## Stated exercise
Starting with the line containing "Locate every black music" and going on through the line containing "127,256,158,280", both included, write out every line again with each bounding-box coordinate in the answers offset by 87. Leave the other lines unchanged and leave the pictures out.

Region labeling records

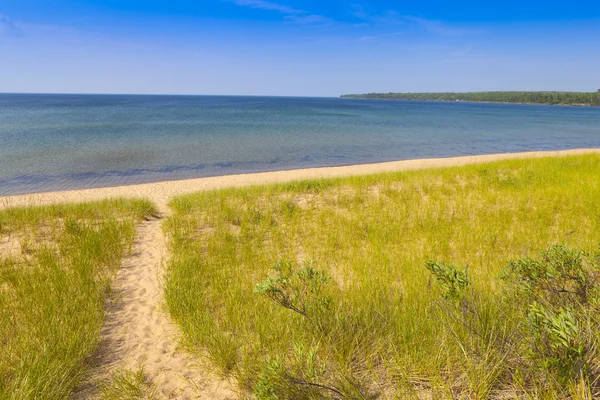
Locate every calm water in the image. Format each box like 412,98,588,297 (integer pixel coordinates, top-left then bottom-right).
0,94,600,195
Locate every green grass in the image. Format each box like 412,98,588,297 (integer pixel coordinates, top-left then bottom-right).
0,200,154,399
166,155,600,399
100,367,157,400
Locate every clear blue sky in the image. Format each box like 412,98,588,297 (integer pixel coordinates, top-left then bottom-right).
0,0,600,96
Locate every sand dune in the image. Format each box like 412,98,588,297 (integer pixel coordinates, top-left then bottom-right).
0,149,600,399
0,148,600,211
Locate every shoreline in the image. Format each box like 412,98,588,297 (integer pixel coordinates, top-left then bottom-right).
340,96,600,108
0,148,600,211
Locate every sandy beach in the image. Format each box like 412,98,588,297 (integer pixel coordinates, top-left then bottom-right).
0,148,600,212
0,149,600,400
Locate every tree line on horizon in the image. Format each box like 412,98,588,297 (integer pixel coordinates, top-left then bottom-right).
341,91,600,106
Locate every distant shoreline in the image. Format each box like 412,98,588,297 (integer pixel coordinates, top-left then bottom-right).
340,92,600,107
0,148,600,211
340,97,600,107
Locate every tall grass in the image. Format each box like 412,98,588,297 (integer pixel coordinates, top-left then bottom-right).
0,200,154,399
166,155,600,399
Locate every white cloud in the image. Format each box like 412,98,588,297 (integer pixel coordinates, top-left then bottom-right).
229,0,304,14
224,0,334,25
0,14,23,37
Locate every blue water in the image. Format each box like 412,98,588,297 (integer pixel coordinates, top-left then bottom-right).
0,94,600,195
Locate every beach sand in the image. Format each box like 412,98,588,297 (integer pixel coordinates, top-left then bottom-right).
0,148,600,212
0,149,600,400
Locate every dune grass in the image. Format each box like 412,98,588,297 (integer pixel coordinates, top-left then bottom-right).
165,155,600,399
0,200,154,399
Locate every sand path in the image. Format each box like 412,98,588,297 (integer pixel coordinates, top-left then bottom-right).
0,149,600,399
74,205,236,400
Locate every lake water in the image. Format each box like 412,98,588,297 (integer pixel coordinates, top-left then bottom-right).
0,94,600,195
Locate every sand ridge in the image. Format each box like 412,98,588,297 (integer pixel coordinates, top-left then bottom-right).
0,149,600,400
0,148,600,210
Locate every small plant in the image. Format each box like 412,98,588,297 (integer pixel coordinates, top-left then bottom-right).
527,303,585,376
425,261,470,300
100,367,157,400
503,244,598,306
254,261,331,328
503,244,600,390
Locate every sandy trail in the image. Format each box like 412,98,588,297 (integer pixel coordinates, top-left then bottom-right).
74,209,236,399
0,149,600,399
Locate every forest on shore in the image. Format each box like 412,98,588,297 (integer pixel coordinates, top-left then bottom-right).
341,91,600,106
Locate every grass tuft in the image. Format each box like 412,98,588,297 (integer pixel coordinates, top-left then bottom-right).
0,200,154,399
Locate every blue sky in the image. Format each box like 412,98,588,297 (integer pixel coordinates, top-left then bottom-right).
0,0,600,96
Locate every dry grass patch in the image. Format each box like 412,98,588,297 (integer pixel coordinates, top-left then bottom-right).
0,200,154,399
166,155,600,399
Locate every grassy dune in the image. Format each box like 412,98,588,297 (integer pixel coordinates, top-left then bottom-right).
166,155,600,399
0,200,154,399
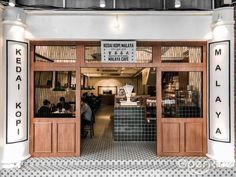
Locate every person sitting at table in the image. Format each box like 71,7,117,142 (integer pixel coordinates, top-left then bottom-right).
38,99,52,117
80,97,92,138
57,97,71,112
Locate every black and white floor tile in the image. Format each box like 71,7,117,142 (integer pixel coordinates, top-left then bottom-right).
0,106,236,177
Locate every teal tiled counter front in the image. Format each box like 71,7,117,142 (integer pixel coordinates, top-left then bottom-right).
113,106,156,141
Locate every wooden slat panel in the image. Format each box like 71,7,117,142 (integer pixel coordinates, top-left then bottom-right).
57,123,76,153
185,123,203,152
33,122,52,153
162,123,180,153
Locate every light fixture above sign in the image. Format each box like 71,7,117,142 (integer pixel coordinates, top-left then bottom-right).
101,41,136,63
8,0,16,7
100,0,106,8
175,0,181,8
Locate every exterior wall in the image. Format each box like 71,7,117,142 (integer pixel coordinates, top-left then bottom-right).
234,6,236,158
0,5,4,162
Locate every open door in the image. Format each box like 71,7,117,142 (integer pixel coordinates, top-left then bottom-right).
157,47,206,156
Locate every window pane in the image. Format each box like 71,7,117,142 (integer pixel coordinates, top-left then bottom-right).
34,71,76,118
35,46,76,63
162,72,202,118
161,46,202,63
85,46,152,63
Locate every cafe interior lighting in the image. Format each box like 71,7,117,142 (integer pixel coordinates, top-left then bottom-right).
114,14,120,30
8,0,16,7
175,0,181,8
100,0,106,8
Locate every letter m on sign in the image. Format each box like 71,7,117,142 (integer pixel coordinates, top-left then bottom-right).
215,49,221,55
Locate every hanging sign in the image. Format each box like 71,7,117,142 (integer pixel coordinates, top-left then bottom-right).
6,40,28,144
101,41,136,63
208,40,231,143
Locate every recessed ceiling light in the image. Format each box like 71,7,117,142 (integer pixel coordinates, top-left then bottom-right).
175,0,181,8
8,0,16,7
100,0,106,8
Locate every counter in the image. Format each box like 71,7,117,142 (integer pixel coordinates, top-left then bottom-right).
113,104,156,141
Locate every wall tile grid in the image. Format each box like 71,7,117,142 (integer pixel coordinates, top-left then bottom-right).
113,107,156,141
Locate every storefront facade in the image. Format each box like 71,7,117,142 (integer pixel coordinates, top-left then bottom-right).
0,3,234,167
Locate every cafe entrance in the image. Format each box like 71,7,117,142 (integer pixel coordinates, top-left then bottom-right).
30,42,207,157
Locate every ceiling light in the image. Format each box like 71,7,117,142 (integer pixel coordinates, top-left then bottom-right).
100,0,106,8
175,0,181,8
8,0,16,7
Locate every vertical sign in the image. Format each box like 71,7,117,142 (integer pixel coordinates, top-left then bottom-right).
6,40,28,144
208,40,231,143
101,41,136,63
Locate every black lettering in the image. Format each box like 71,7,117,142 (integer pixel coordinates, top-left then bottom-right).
16,49,21,55
215,65,221,71
16,57,21,64
16,120,21,126
216,128,221,134
16,75,22,81
16,66,22,73
215,49,221,55
216,81,220,87
15,111,22,117
216,112,221,118
215,96,221,102
16,102,21,109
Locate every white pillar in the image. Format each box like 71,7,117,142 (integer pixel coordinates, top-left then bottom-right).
207,7,234,165
0,7,30,168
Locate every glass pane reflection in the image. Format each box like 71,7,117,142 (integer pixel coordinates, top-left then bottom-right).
34,71,76,118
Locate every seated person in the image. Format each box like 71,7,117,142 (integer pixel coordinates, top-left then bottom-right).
56,97,71,112
80,97,92,138
38,99,52,116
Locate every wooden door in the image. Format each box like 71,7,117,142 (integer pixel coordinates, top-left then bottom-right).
30,118,80,157
157,44,207,156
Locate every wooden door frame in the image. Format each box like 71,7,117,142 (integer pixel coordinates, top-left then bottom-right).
29,41,207,156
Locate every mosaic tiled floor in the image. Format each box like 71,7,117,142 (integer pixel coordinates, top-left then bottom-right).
0,106,236,177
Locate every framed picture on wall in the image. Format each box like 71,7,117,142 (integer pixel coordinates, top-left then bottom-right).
98,86,117,95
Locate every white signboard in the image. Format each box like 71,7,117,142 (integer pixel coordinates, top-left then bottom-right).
208,41,231,143
101,41,136,63
6,40,28,144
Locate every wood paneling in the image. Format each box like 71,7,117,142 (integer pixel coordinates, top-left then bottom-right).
57,123,76,153
162,123,180,152
33,122,52,153
185,123,203,152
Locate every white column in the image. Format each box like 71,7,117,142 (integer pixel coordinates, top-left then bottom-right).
207,7,235,165
0,7,30,168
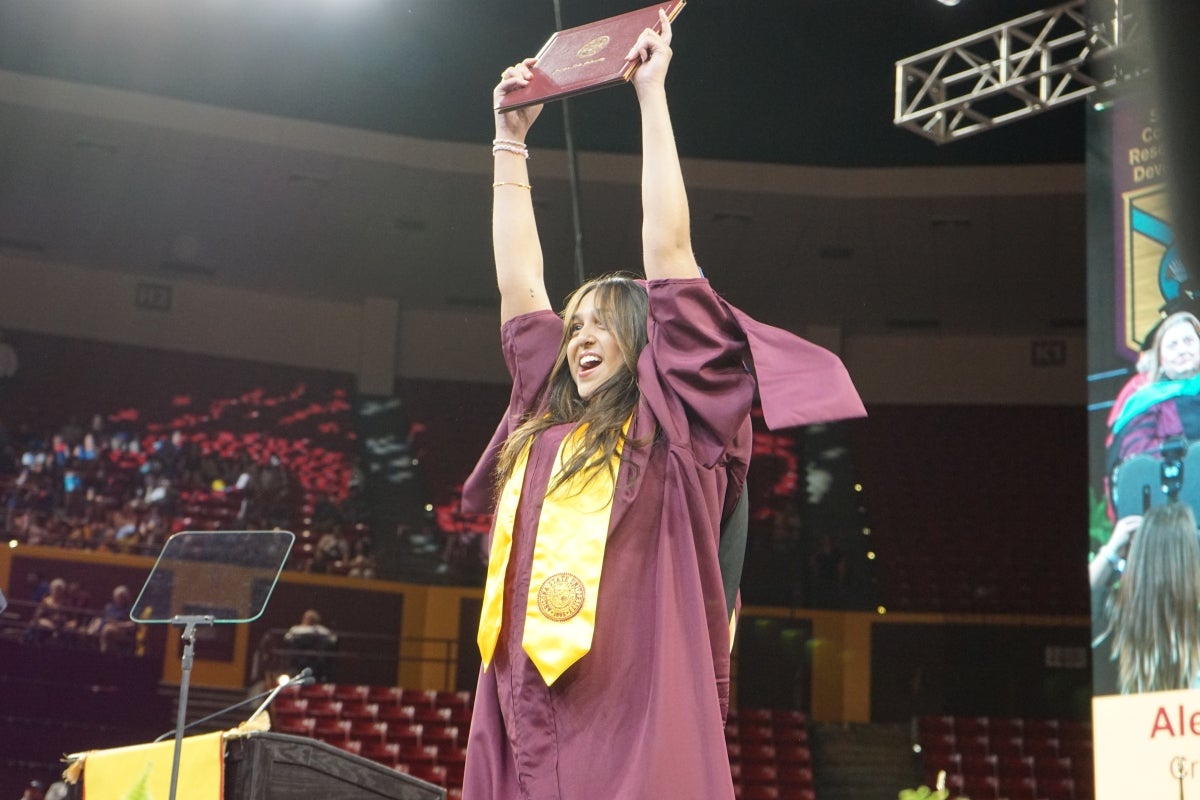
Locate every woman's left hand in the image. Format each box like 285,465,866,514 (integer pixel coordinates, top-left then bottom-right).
625,8,672,91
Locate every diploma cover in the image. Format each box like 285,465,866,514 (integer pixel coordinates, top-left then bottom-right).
496,0,685,112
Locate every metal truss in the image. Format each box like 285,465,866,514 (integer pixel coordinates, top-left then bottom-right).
894,0,1136,144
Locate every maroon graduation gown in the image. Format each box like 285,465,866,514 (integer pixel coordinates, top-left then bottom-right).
463,278,864,800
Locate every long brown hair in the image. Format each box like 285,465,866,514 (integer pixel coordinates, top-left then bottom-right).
1109,503,1200,693
496,273,649,489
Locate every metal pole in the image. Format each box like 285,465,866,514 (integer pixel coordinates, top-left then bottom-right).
554,0,584,285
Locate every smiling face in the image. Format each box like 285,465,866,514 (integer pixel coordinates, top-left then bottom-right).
566,291,623,399
1158,319,1200,380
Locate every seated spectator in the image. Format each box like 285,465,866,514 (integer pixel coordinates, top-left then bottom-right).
88,585,137,655
347,536,374,578
283,608,337,681
312,528,350,573
26,578,77,642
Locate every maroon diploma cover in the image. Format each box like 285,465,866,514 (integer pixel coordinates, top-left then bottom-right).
496,0,685,112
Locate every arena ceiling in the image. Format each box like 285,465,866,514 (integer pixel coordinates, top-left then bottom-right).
0,0,1085,333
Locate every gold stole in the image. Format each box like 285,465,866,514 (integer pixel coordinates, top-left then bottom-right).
479,417,632,686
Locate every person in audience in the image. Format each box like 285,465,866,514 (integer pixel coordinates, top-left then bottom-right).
20,781,46,800
346,535,374,578
1088,503,1200,694
28,578,77,642
1108,311,1200,489
88,585,137,654
463,14,862,800
283,608,337,680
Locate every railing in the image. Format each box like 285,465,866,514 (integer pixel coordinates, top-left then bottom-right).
251,627,458,686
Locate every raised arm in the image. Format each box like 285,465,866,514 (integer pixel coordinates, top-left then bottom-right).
492,59,551,323
626,10,700,278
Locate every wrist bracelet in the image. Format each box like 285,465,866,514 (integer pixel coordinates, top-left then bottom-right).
492,139,529,158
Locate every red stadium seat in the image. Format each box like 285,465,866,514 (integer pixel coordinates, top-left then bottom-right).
335,739,362,756
742,741,775,764
400,745,438,769
360,741,400,769
1000,756,1034,780
306,698,342,720
271,716,317,738
962,775,1000,800
738,709,775,724
954,717,991,736
917,715,954,739
779,786,817,800
1025,736,1061,760
989,717,1025,739
366,686,404,705
388,722,425,746
776,764,812,788
1000,777,1042,800
421,724,466,750
334,684,371,703
350,720,388,744
1038,777,1092,800
341,700,379,722
962,753,1000,778
413,705,451,724
312,718,352,745
377,704,416,723
408,764,446,787
775,745,812,766
740,783,779,800
742,762,779,786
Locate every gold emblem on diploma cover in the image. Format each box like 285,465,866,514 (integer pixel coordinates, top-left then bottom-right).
538,572,584,622
496,0,686,112
575,36,612,59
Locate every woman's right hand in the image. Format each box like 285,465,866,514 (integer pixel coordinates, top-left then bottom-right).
492,59,541,142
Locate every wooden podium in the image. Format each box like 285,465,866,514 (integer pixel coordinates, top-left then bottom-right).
224,732,446,800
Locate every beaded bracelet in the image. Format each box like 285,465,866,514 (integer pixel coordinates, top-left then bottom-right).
492,139,529,158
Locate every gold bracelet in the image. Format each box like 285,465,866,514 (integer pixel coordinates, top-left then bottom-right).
492,139,529,158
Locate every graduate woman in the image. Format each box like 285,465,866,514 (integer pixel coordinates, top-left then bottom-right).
463,14,863,800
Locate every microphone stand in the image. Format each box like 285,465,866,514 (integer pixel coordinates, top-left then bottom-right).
168,614,214,800
155,667,317,742
242,667,317,724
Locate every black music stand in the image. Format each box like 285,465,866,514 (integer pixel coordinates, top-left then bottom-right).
130,530,295,800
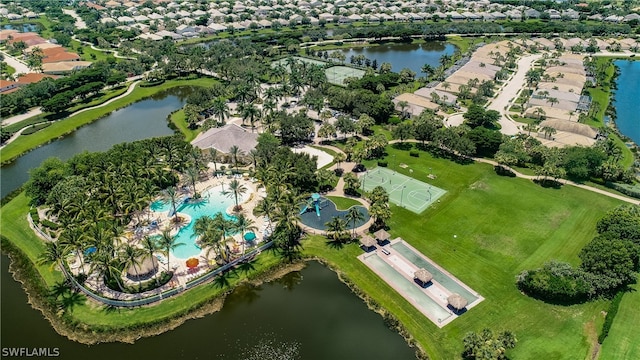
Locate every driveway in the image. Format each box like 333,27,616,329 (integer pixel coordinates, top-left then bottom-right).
487,54,542,135
0,51,31,74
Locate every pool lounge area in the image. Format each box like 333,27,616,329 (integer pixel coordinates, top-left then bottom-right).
358,238,484,327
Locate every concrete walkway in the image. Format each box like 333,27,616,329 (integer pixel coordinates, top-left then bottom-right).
487,54,542,135
0,80,140,149
62,9,87,29
0,51,31,74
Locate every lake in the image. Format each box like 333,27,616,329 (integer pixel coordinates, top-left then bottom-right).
1,255,415,360
0,87,191,197
613,60,640,145
341,41,456,77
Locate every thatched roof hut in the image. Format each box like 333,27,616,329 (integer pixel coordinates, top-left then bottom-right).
447,294,467,310
413,268,433,285
360,234,376,249
373,229,391,241
127,256,158,280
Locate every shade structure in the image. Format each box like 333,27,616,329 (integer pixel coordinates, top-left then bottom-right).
373,229,391,241
360,234,376,248
413,269,433,284
127,256,158,279
447,294,467,310
187,258,200,268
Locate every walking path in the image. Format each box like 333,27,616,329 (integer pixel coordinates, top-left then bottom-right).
0,80,140,149
0,51,31,74
62,9,87,29
487,54,542,135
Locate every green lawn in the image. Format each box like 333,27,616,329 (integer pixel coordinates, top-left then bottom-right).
171,109,201,142
0,78,217,163
327,196,362,210
305,147,620,359
600,284,640,360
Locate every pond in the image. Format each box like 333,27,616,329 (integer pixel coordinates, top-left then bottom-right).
2,24,38,32
341,41,456,77
613,60,640,145
0,87,191,197
1,255,415,360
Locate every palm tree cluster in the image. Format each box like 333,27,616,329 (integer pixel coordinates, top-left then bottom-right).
26,137,202,290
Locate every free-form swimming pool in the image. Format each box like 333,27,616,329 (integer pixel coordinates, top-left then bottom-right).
151,186,247,259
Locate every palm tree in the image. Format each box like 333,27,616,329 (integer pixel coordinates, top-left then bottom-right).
60,227,86,274
158,229,184,272
120,244,144,285
222,179,247,210
324,216,347,241
38,241,68,277
141,236,160,286
209,147,218,172
344,206,364,238
163,186,180,224
211,96,230,124
229,145,242,172
235,213,258,256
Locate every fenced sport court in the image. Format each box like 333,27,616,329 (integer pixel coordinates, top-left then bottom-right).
360,167,446,214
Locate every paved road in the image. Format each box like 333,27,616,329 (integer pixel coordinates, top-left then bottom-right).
487,54,542,135
62,9,87,29
2,107,42,126
0,51,31,74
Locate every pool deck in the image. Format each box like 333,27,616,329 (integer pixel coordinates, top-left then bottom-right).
358,238,484,328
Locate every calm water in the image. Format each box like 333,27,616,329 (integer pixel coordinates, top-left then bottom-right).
614,60,640,145
342,41,456,76
151,186,249,260
0,88,190,197
1,256,418,360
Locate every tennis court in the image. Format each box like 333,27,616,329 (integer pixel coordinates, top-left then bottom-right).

## Response
Locate every black music stand in the image. Format each box like 285,465,866,514 (integer pixel coordinates, top-left then bottom-right).
217,617,382,887
Locate every driveway in the image. Format each box like 333,27,616,329 (integer pixel coordinates, top-left then bottom-right).
574,141,629,222
87,138,118,161
Locate every pool lounge area in the image. Format each box like 333,27,616,329 (integer pixel coordinates, top-left then bottom-right).
445,325,571,414
Locate every concrete walkway in the image. Format each box like 333,27,616,329 (integer pixel coordinates, top-left then bottom-right).
574,141,629,222
87,167,227,236
149,96,174,116
87,138,118,161
Locate every lake in the image. Format each box like 333,27,616,329 (integer pixel coordinates, top-left then bottom-right).
88,342,502,447
87,174,278,284
700,147,727,232
428,128,543,164
Locate every thatched roof hut in the image. Format each box like 333,27,616,329 (integer pixel coordinates, top-left then bottom-right).
534,381,554,397
500,355,520,372
447,321,463,336
460,316,478,328
214,343,245,367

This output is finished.